**Preguntas de estudio**
A - Extrae del relato sobre Dios y Einstein el fragmento que va de "Obviamente, se disgustó" a "la versión incompleta.", ambos incluidos, copiándolo sin ningún cambio.
B - Continúa el relato sobre Dios y Einstein a partir de su última oración.

Le dije que la cirugía había salido bien, gracias a los médicos; no, gracias a Dios. 

Obviamente, se disgustó -su semblante cambió de un momento a otro-, y me dijo que de seguro yo creía que los humanos proveníamos del chango. 

(¡Por favor, me sentía mal y mi familiar quería discutir!)

Yo le respondí que creía en la evolución pero que no proveníamos exactamente del chango.

Me dijo que había grandes científicos que creían en Dios y empezó a hablarme de Einstein.

Obviamente, él se sabía la versión incompleta. 
Esa versión que le cuentan a los cristianos. 

No sabía que Einstein ya estaba harto. 
Todo mundo le preguntaba siempre si creía en Dios (ya que él estudiaba el universo y para muchas personas fue creado por Dios) y les dijo que sí para que ya no lo molestaran.

Mucho menos sabía que el Dios de Spinoza -el Dios en quien creía Einstein-, no era, precisamente, el Dios católico, sino la Naturaleza, en su máxima expresión.

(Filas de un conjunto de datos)
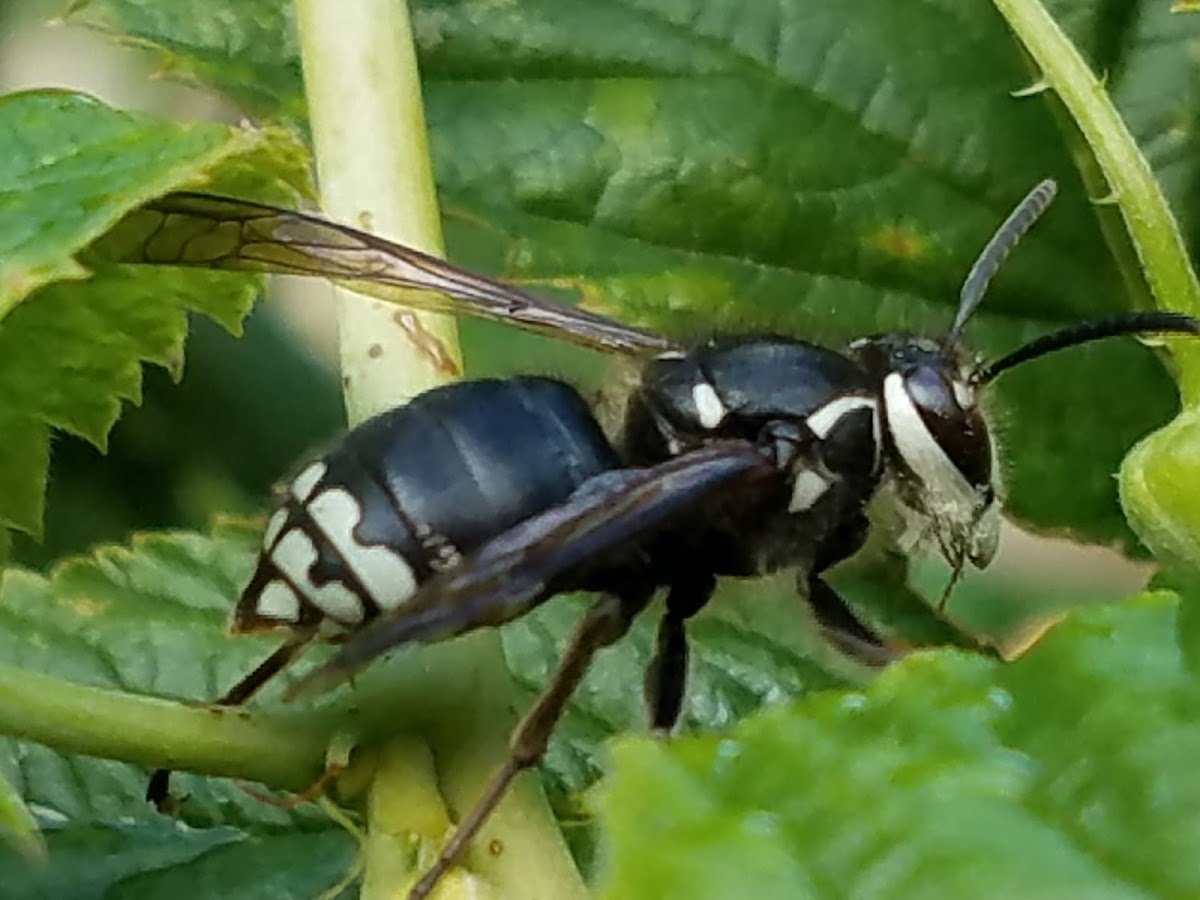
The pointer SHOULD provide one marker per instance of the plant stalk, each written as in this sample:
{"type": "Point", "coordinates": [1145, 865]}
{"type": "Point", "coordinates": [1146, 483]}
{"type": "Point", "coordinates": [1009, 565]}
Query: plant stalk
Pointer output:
{"type": "Point", "coordinates": [373, 169]}
{"type": "Point", "coordinates": [1133, 187]}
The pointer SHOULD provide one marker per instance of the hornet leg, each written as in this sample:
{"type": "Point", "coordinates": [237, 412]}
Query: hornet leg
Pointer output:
{"type": "Point", "coordinates": [666, 676]}
{"type": "Point", "coordinates": [606, 622]}
{"type": "Point", "coordinates": [159, 786]}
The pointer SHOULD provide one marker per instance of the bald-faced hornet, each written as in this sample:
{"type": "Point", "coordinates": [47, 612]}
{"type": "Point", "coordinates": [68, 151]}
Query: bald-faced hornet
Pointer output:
{"type": "Point", "coordinates": [480, 501]}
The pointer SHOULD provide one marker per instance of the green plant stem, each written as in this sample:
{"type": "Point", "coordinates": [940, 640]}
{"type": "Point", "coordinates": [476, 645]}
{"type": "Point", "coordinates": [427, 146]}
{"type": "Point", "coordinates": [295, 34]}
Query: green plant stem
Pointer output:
{"type": "Point", "coordinates": [1133, 187]}
{"type": "Point", "coordinates": [373, 169]}
{"type": "Point", "coordinates": [286, 750]}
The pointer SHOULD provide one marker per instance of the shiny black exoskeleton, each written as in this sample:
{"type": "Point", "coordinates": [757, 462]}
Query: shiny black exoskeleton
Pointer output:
{"type": "Point", "coordinates": [478, 502]}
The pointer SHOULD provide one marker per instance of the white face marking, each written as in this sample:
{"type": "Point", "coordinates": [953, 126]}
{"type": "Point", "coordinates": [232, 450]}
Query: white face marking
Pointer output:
{"type": "Point", "coordinates": [708, 406]}
{"type": "Point", "coordinates": [274, 528]}
{"type": "Point", "coordinates": [294, 556]}
{"type": "Point", "coordinates": [807, 489]}
{"type": "Point", "coordinates": [822, 420]}
{"type": "Point", "coordinates": [924, 455]}
{"type": "Point", "coordinates": [387, 575]}
{"type": "Point", "coordinates": [279, 601]}
{"type": "Point", "coordinates": [304, 483]}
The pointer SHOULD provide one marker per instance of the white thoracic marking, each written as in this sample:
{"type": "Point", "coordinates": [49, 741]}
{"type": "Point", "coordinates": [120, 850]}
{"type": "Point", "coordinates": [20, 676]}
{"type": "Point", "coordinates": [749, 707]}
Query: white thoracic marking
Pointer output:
{"type": "Point", "coordinates": [387, 575]}
{"type": "Point", "coordinates": [708, 405]}
{"type": "Point", "coordinates": [823, 420]}
{"type": "Point", "coordinates": [808, 487]}
{"type": "Point", "coordinates": [304, 483]}
{"type": "Point", "coordinates": [274, 527]}
{"type": "Point", "coordinates": [923, 454]}
{"type": "Point", "coordinates": [279, 601]}
{"type": "Point", "coordinates": [294, 556]}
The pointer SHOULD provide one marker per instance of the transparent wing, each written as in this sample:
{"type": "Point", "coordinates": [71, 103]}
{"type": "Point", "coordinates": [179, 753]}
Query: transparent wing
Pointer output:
{"type": "Point", "coordinates": [198, 229]}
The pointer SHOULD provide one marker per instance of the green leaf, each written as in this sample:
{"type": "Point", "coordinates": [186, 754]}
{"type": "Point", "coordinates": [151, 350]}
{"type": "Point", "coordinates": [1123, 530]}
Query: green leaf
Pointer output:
{"type": "Point", "coordinates": [18, 828]}
{"type": "Point", "coordinates": [727, 168]}
{"type": "Point", "coordinates": [71, 351]}
{"type": "Point", "coordinates": [1068, 773]}
{"type": "Point", "coordinates": [151, 621]}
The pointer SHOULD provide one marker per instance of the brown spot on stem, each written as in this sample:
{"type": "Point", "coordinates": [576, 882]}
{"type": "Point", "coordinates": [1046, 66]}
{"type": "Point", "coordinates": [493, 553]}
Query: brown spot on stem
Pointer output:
{"type": "Point", "coordinates": [426, 343]}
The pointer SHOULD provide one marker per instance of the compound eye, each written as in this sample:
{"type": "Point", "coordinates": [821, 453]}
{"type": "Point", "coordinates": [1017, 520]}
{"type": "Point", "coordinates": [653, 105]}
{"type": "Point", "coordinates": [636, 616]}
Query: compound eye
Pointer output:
{"type": "Point", "coordinates": [959, 431]}
{"type": "Point", "coordinates": [931, 393]}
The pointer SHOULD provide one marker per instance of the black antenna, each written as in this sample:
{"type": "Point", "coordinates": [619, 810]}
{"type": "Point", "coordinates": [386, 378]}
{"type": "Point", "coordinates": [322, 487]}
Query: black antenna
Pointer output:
{"type": "Point", "coordinates": [1019, 221]}
{"type": "Point", "coordinates": [1127, 323]}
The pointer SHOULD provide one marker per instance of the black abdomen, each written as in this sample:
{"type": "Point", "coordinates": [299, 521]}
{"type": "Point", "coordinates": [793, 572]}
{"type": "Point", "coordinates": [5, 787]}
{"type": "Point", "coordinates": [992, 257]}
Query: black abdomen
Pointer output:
{"type": "Point", "coordinates": [406, 492]}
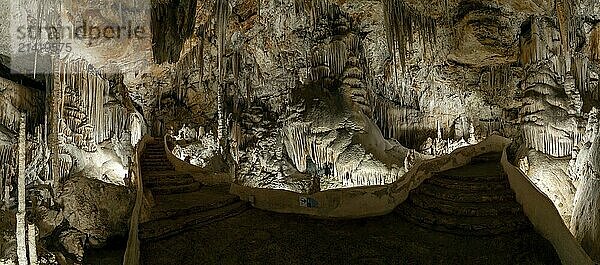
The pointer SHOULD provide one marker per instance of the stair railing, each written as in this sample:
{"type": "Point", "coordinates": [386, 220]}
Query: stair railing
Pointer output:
{"type": "Point", "coordinates": [132, 251]}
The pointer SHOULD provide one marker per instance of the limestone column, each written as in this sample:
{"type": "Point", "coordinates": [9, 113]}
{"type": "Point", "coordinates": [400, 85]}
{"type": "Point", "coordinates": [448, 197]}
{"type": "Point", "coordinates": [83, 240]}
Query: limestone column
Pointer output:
{"type": "Point", "coordinates": [31, 246]}
{"type": "Point", "coordinates": [585, 221]}
{"type": "Point", "coordinates": [21, 245]}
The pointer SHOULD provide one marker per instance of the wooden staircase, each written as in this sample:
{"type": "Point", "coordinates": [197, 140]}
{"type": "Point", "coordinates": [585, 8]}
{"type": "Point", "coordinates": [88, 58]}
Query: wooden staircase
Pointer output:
{"type": "Point", "coordinates": [472, 200]}
{"type": "Point", "coordinates": [181, 203]}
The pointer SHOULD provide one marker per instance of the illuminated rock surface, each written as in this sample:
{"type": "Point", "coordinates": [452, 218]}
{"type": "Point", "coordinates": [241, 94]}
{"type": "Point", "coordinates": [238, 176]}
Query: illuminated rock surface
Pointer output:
{"type": "Point", "coordinates": [296, 96]}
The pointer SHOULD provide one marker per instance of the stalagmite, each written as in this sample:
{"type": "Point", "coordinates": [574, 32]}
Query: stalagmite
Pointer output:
{"type": "Point", "coordinates": [21, 229]}
{"type": "Point", "coordinates": [31, 246]}
{"type": "Point", "coordinates": [401, 22]}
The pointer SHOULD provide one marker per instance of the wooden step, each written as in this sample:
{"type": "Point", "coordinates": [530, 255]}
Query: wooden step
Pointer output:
{"type": "Point", "coordinates": [168, 182]}
{"type": "Point", "coordinates": [169, 227]}
{"type": "Point", "coordinates": [177, 189]}
{"type": "Point", "coordinates": [464, 208]}
{"type": "Point", "coordinates": [465, 196]}
{"type": "Point", "coordinates": [462, 225]}
{"type": "Point", "coordinates": [465, 185]}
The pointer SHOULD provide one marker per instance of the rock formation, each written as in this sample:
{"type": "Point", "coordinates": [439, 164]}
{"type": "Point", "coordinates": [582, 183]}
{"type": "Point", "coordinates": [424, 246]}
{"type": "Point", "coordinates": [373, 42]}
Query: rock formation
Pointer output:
{"type": "Point", "coordinates": [303, 96]}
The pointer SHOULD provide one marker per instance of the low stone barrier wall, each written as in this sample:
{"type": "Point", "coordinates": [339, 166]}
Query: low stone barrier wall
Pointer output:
{"type": "Point", "coordinates": [364, 201]}
{"type": "Point", "coordinates": [199, 174]}
{"type": "Point", "coordinates": [540, 210]}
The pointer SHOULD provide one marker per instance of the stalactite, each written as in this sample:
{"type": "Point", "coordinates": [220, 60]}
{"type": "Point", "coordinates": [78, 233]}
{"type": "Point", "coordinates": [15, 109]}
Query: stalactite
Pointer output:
{"type": "Point", "coordinates": [401, 22]}
{"type": "Point", "coordinates": [595, 43]}
{"type": "Point", "coordinates": [565, 12]}
{"type": "Point", "coordinates": [549, 140]}
{"type": "Point", "coordinates": [580, 73]}
{"type": "Point", "coordinates": [21, 229]}
{"type": "Point", "coordinates": [532, 48]}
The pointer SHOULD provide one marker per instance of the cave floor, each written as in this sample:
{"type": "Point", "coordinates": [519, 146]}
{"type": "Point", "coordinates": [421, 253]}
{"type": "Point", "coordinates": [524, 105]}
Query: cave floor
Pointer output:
{"type": "Point", "coordinates": [262, 237]}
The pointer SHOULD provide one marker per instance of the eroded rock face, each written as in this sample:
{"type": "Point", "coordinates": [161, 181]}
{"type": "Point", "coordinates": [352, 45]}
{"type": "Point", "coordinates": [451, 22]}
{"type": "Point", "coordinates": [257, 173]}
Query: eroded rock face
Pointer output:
{"type": "Point", "coordinates": [585, 224]}
{"type": "Point", "coordinates": [96, 209]}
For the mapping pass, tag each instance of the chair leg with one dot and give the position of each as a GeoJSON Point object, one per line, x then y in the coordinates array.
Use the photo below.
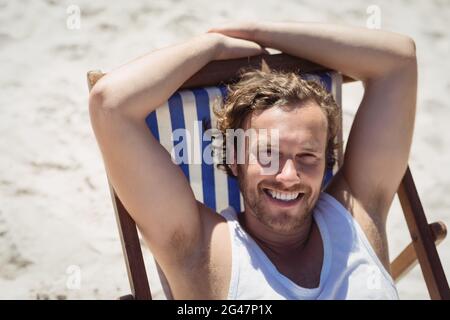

**Respuestas por tarea**
A -
Obviamente, se disgustó -su semblante cambió de un momento a otro-, y me dijo que de seguro yo creía que los humanos proveníamos del chango. 

(¡Por favor, me sentía mal y mi familiar quería discutir!)

Yo le respondí que creía en la evolución pero que no proveníamos exactamente del chango.

Me dijo que había grandes científicos que creían en Dios y empezó a hablarme de Einstein.

Obviamente, él se sabía la versión incompleta.

B -
Estaba tan débil que no quise entrar en detalles. 


Yo no hablo de Dios, pero eso no significa que esté esperando a que alguien llegue a hablarme de él, ni que estoy esperando a que alguien me quite la venda de los ojos ni a convertirme a cualquier religión.

Si yo no hablo de Dios, tampoco significa que nunca haya estado al borde de la muerte, o en una situación difícil y que por eso nunca haya acudido a Él.

Lo que no entienden es que no todas las personas afrontamos de la misma manera las cosas que nos perturban. 

Cuando alguien necesita a Dios -que le digan qué está bien y qué está mal, o que la muerte es sólo un sueño y que será como una vida en la que se le multiplicarán por cosas buenas todos los sacrificios que pase en esta vida-, esa persona lo buscará. 
Nadie tendría por qué imponérselo a nadie. 

Es terrible que a los niños sus papás o sus abuelos les metan pensamientos mágicos en la cabeza y que luego esperen que los niños se conviertan en unos adultos razonables.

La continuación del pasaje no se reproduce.